A Páscoa é uma festa antiga, surgida no século 12 a.C., como o demonstram os textos que a instalam. Ela surge como uma celebração para recordar a saída do povo hebreu do Egito em direção a Canaã.

Vejamos estes textos:

[Êxodo 12.3-17 (Século 15 a.C.)]
Digam a toda a comunidade de Israel que no décimo dia deste mês todo homem deverá separar um cordeiro ou um cabrito, para a sua família, um para cada casa. Guardem-no até o décimo quarto dia do mês, quando toda a comunidade de Israel irá sacrificá-lo, ao pôr-do-sol.

Passem, então, um pouco do sangue nas laterais e nas vigas superiores das portas das casas nas quais vocês comerão o animal. Naquela mesma noite comerão a carne assada no fogo, com ervas amargas e pão sem fermento. Ao comerem, estejam prontos para sair: cinto no lugar, sandálias nos pés e cajado na mão. Comam apressadamente. Esta é a Páscoa do Senhor.

Naquela mesma noite passarei pelo Egito e matarei todos os primogênitos, tanto dos homens como dos animais, e executarei juízo sobre todos os deuses do Egito. Eu sou o Senhor!

O sangue será um sinal para indicar as casas em que vocês estiverem; quando eu vir o sangue, passarei adiante. A praga de destruição não os atingirá quando eu ferir o Egito.

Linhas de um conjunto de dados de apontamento
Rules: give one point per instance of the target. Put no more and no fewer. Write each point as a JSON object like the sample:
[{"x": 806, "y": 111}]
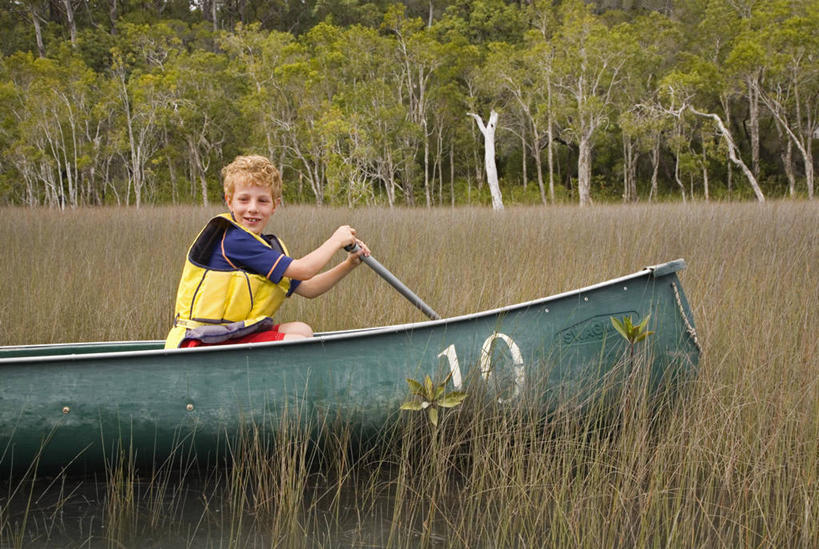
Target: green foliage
[
  {"x": 364, "y": 103},
  {"x": 633, "y": 333},
  {"x": 431, "y": 396}
]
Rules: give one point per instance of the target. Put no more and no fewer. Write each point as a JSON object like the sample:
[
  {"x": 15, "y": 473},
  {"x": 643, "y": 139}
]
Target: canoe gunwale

O QUE FAZER
**A.** Por favor, extraia do texto sobre a Páscoa o trecho que começa em "A Páscoa é uma" e segue até "Páscoa do Senhor.", copiando-o sem nenhuma alteração.
**B.** De acordo com o texto sobre a Páscoa, que acontecimento a festa foi criada para recordar?
As linhas são um material à parte do texto sobre a Páscoa.

RESPOSTAS DOS EXERCÍCIOS
**A.**
A Páscoa é uma festa antiga, surgida no século 12 a.C., como o demonstram os textos que a instalam. Ela surge como uma celebração para recordar a saída do povo hebreu do Egito em direção a Canaã.

Vejamos estes textos:

[Êxodo 12.3-17 (Século 15 a.C.)]
Digam a toda a comunidade de Israel que no décimo dia deste mês todo homem deverá separar um cordeiro ou um cabrito, para a sua família, um para cada casa. Guardem-no até o décimo quarto dia do mês, quando toda a comunidade de Israel irá sacrificá-lo, ao pôr-do-sol.

Passem, então, um pouco do sangue nas laterais e nas vigas superiores das portas das casas nas quais vocês comerão o animal. Naquela mesma noite comerão a carne assada no fogo, com ervas amargas e pão sem fermento. Ao comerem, estejam prontos para sair: cinto no lugar, sandálias nos pés e cajado na mão. Comam apressadamente. Esta é a Páscoa do Senhor.

**B.** A saída do povo hebreu do Egito em direção a Canaã.